What needs to be done — Transcribe each line exactly.

Record set —
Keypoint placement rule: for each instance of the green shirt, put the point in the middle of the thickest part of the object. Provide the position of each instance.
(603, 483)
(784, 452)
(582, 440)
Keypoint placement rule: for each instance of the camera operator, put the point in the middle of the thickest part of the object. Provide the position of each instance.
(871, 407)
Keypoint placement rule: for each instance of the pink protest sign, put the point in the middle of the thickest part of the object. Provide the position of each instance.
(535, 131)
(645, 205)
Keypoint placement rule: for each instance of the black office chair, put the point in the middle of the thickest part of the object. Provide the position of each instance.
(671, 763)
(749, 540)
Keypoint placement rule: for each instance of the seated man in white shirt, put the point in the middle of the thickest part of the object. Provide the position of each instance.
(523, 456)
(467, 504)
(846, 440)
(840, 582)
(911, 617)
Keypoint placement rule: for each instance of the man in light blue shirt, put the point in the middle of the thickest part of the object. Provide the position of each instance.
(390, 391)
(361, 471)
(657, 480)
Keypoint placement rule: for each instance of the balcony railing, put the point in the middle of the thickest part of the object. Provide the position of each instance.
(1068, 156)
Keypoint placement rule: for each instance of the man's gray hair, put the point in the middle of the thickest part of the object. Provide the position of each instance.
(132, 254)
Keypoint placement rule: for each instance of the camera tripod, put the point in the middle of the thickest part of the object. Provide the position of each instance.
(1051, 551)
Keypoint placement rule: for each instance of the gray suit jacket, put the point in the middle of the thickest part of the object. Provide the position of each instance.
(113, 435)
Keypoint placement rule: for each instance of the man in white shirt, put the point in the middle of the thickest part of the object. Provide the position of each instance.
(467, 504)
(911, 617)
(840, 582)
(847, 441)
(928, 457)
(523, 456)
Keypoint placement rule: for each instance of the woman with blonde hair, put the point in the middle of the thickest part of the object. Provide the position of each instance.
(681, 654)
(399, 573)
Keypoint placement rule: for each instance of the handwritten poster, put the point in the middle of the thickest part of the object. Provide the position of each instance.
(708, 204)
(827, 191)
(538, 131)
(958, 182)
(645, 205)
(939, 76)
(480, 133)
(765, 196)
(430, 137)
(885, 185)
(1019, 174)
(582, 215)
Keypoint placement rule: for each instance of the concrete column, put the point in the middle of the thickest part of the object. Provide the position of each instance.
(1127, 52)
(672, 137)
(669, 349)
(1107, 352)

Answer in full —
Keypoint placement rule: for each instance of the green shirt, put the point in the middle of the thickest part of the object. Provide the position of each instance.
(603, 483)
(784, 452)
(582, 440)
Keypoint placement rule: for each instance of the camera operator, put the point in the middle of the thickest part of the object. Provide the position of each instance.
(871, 407)
Keypoint placement rule: for each instance of the pink protest sign, put the point in the middle of the thickest part of the object. Provide the position of each instance.
(535, 131)
(645, 205)
Keypoint placement rule: for each instance of the black office chair, put the point in the middle of the thickest part of the object. Provide the position of each instance.
(671, 763)
(749, 540)
Keypoint placement rule: for each instance of the seated man in white shirt, put the point in the middle of the thickest part of the object. Provide the position of each instance.
(523, 456)
(467, 504)
(846, 440)
(840, 582)
(911, 617)
Keypoint placement rule: for each instance of the man in light blue shirt, put the point in the middle of the thickest part of the object. Provide the position of each instance.
(390, 391)
(361, 471)
(657, 480)
Keypoint placement rule: for each instance of the balcony railing, put the point in the middle of the thickest part of the object. Provide the position of each instance.
(1068, 156)
Keypoint placement rule: for each instance of the man's gray hair, put the point in the middle of the thickest part of the object. Provide the position of each instance.
(132, 254)
Keypoint placement rule: for each instance of the camera tripod, put the point in the middle of the thickest part of the object. Provide the position of each instance.
(1051, 551)
Keypoint placement rule: for each instance of the gray suit jacket, put the point in the middle of the thickest part of the object. Provide the position of each instance.
(113, 435)
Keypoint placement rule: for each instance of the man in white shirt, put the point in the middle of the thickest part of the object. Provide the position of each instance.
(467, 504)
(911, 617)
(840, 582)
(847, 441)
(928, 457)
(523, 456)
Keypoint placement rule: for each instance of the woman with blonde hair, put the point in the middle of the thickest part of the object. Provide the position of each instance.
(681, 654)
(399, 573)
Keypoint placement rule: for each instance of the handwritten poster, put the point in the middle of the thickest part of the object. Provide the position of each instance.
(708, 204)
(827, 191)
(538, 131)
(958, 182)
(645, 205)
(939, 76)
(480, 133)
(765, 196)
(430, 137)
(885, 185)
(1019, 174)
(582, 215)
Keypoint placement rule: for each instance of the concrete column, put the point in the middle of the thickest part of the object. Provide the position of each instance.
(1127, 52)
(672, 137)
(669, 349)
(1107, 352)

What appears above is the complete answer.